§ **Work to do**
Output the lines below as a two-column CSV with the headers request and polygons, one row per request. Put the request text and its answer each in a single quoted field, replacing any line breaks with spaces.

§ **Records from an annotation dataset**
◇ ◇ ◇ ◇ ◇ ◇ ◇

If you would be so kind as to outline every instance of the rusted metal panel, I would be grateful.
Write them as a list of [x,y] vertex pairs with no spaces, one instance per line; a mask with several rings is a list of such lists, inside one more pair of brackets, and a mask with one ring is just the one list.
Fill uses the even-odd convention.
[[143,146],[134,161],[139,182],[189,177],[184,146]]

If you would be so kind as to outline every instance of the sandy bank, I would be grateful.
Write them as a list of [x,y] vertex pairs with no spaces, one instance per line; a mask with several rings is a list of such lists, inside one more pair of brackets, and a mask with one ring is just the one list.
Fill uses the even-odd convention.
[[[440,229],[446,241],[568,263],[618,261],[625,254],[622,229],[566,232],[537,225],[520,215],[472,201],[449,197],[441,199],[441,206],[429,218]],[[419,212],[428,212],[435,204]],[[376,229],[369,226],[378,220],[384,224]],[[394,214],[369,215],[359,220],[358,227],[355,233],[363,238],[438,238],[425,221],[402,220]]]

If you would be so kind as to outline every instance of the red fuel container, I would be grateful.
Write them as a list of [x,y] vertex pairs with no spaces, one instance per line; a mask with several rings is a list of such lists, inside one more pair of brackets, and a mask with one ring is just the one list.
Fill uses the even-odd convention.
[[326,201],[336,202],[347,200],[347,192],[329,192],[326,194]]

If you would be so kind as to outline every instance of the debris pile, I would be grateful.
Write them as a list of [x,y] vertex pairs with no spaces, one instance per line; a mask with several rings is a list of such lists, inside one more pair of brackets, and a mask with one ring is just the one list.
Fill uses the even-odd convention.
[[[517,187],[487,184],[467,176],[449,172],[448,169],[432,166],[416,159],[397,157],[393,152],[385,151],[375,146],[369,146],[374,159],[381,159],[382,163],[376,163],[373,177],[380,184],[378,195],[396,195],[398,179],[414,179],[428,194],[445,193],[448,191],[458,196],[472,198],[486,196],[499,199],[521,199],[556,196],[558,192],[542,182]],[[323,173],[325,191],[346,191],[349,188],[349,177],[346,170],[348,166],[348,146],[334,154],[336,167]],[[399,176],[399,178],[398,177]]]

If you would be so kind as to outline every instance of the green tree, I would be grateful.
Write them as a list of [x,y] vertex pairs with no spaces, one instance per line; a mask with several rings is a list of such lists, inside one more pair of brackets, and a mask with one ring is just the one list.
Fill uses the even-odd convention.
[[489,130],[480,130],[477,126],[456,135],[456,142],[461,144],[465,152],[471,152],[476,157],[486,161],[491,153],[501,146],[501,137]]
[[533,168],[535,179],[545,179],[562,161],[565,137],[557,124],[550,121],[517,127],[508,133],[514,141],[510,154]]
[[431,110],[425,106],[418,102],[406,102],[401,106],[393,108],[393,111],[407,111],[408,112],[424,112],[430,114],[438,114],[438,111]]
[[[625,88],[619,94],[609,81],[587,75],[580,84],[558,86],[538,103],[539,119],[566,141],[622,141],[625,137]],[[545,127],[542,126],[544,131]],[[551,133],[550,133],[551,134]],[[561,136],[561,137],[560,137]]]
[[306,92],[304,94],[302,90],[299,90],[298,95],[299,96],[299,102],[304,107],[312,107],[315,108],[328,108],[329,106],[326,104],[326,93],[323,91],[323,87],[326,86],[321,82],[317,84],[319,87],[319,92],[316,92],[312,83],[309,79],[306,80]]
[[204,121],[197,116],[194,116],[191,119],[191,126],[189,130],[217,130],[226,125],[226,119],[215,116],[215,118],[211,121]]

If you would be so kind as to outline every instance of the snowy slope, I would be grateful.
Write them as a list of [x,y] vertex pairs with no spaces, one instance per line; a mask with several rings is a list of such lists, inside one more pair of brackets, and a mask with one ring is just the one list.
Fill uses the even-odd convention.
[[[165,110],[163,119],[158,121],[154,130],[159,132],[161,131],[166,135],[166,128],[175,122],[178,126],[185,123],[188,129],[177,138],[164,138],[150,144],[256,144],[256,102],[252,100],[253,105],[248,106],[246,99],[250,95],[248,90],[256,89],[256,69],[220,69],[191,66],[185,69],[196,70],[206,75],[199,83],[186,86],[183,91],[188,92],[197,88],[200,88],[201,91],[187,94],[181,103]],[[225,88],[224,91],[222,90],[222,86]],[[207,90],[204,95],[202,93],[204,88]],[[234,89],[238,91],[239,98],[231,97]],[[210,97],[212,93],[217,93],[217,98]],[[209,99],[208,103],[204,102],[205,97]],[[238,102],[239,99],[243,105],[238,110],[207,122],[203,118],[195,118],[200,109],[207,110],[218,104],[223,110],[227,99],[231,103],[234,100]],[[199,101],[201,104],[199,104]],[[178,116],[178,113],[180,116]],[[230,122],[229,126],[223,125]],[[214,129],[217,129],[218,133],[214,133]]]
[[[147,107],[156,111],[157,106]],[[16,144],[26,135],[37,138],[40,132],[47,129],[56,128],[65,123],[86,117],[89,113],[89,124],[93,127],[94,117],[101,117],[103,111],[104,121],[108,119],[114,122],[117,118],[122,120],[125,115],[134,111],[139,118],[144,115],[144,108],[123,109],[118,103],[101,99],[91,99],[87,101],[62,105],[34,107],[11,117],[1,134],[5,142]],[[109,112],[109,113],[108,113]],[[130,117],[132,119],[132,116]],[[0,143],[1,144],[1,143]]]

◇ ◇ ◇ ◇ ◇ ◇ ◇

§ **Solved exercise**
request,polygons
"If you would be so kind as to outline every instance of the rusted metal panel, I would be grateful. Write them as a list of [x,y] vertex pairs with no spaces, one instance per line; a mask with several rings is a list of such lists, inside one more pair of brackets, and a mask with one ring is just the one list. Fill uses the even-odd convention.","[[143,146],[134,161],[139,182],[189,177],[184,146]]"
"If you would be so kind as to outline every instance of the sandy bank, I would be grateful. Write them as a list of [x,y] vertex pairs with no spaces, one instance per line; a mask with several rings is a list of such lists, inside one more pair of brackets, and a mask with one ring is just the one list. Fill uses the even-odd convention.","[[[440,229],[446,241],[568,263],[618,261],[625,254],[622,229],[566,232],[537,225],[520,215],[472,201],[449,197],[441,199],[441,206],[429,218]],[[419,212],[428,212],[435,204]],[[376,229],[369,226],[378,220],[384,224]],[[394,214],[369,215],[359,220],[358,227],[355,233],[363,238],[438,238],[425,221],[402,220]]]"
"If you would be so kind as to outline every instance of the red fuel container, I would be grateful. Write them as a list of [x,y] vertex pairs with no spaces, one instance per line; a mask with several rings is a list of such lists, inside one more pair of brackets, and a mask with one ring is just the one list. Fill uses the even-odd convention.","[[326,201],[336,202],[347,200],[347,192],[329,192],[326,194]]"
"If you would be so kind as to outline every instance of the debris pile, I would be grateful. Write them as a list of [x,y] vertex pairs with no spaces, one instance per line; a mask with several rings is a list of such lists, inside one more pair of brackets, and a mask with one ring is just the one list. Fill uses the even-odd convention.","[[[517,187],[487,184],[467,176],[449,172],[448,169],[432,166],[416,159],[397,157],[393,152],[385,151],[375,146],[369,146],[374,159],[381,159],[382,163],[376,163],[373,177],[380,184],[378,195],[396,195],[398,179],[414,179],[428,194],[445,193],[448,191],[458,196],[472,198],[486,196],[499,199],[521,199],[556,196],[558,192],[542,182]],[[323,173],[325,191],[346,191],[349,188],[349,177],[346,170],[348,166],[348,146],[334,154],[336,167]],[[399,176],[399,178],[398,177]]]"
"If you would be so kind as to outline every instance of the green tree, I would be grateful. Write them as a list of [x,y] vertex pairs with no spaces, one instance per line; a mask with several rings is a list of such lists, inside one more pair of brackets, and a mask with one ring is just the one list. Fill uses the even-odd convention.","[[489,130],[480,130],[477,126],[456,135],[456,142],[461,144],[465,152],[471,152],[476,157],[486,161],[491,153],[501,146],[501,137]] [[533,168],[535,179],[545,179],[562,161],[565,137],[557,124],[550,121],[517,127],[508,133],[514,141],[510,154]] [[431,110],[425,106],[418,102],[406,102],[401,106],[393,108],[393,111],[407,111],[408,112],[424,112],[430,114],[438,114],[438,111]] [[[625,88],[619,94],[609,81],[587,75],[580,84],[558,86],[538,103],[539,119],[566,141],[622,141],[625,137]],[[545,127],[542,126],[544,131]],[[551,133],[550,133],[551,134]],[[561,136],[561,137],[560,137]]] [[306,92],[304,94],[302,90],[299,90],[298,95],[299,96],[299,102],[304,107],[312,107],[315,108],[328,108],[329,106],[326,104],[326,93],[323,91],[323,87],[326,86],[321,82],[317,84],[319,87],[319,92],[316,92],[312,83],[309,79],[306,80]] [[204,121],[197,116],[194,116],[191,119],[191,126],[189,130],[217,130],[226,125],[226,119],[215,116],[215,118],[211,121]]"
"If you would be so kind as to outline every instance of the snowy slope, I would be grateful. Write them as a list of [x,y] vertex pairs with no spaces, one instance per line; a mask with several rings is a list of such lists, inside one more pair of brackets, and a mask with one ring is just the one list. Fill uses the even-odd convention.","[[[165,110],[163,119],[158,121],[154,130],[159,132],[161,131],[166,135],[166,128],[175,122],[178,126],[185,123],[188,129],[177,138],[164,138],[150,144],[256,144],[256,102],[252,100],[253,105],[248,106],[246,99],[250,95],[248,90],[256,89],[256,69],[220,69],[191,66],[185,69],[196,70],[206,75],[199,83],[186,86],[183,91],[188,92],[197,88],[200,88],[201,91],[187,94],[181,103]],[[225,88],[224,91],[222,90],[222,86]],[[207,90],[204,95],[202,93],[204,88]],[[234,89],[238,91],[239,98],[231,97]],[[210,97],[212,93],[217,93],[217,98]],[[209,99],[208,103],[204,102],[205,97]],[[238,102],[239,99],[243,105],[238,110],[207,122],[203,118],[195,118],[200,109],[207,110],[218,104],[223,110],[227,99],[231,103],[234,100]],[[199,101],[201,104],[199,104]],[[178,116],[178,113],[180,116]],[[230,122],[229,126],[223,125]],[[214,129],[217,129],[218,133],[214,133]]] [[[147,107],[156,111],[157,106]],[[16,144],[26,135],[37,138],[40,132],[47,129],[56,128],[65,123],[86,117],[89,113],[89,124],[93,127],[94,117],[101,117],[103,111],[104,121],[108,119],[114,122],[117,118],[122,120],[125,115],[134,111],[139,118],[144,115],[144,108],[123,109],[118,103],[101,99],[91,99],[87,101],[62,105],[34,107],[11,117],[1,134],[5,142]],[[109,112],[109,113],[108,113]],[[130,117],[132,119],[132,116]],[[0,143],[1,144],[1,143]]]"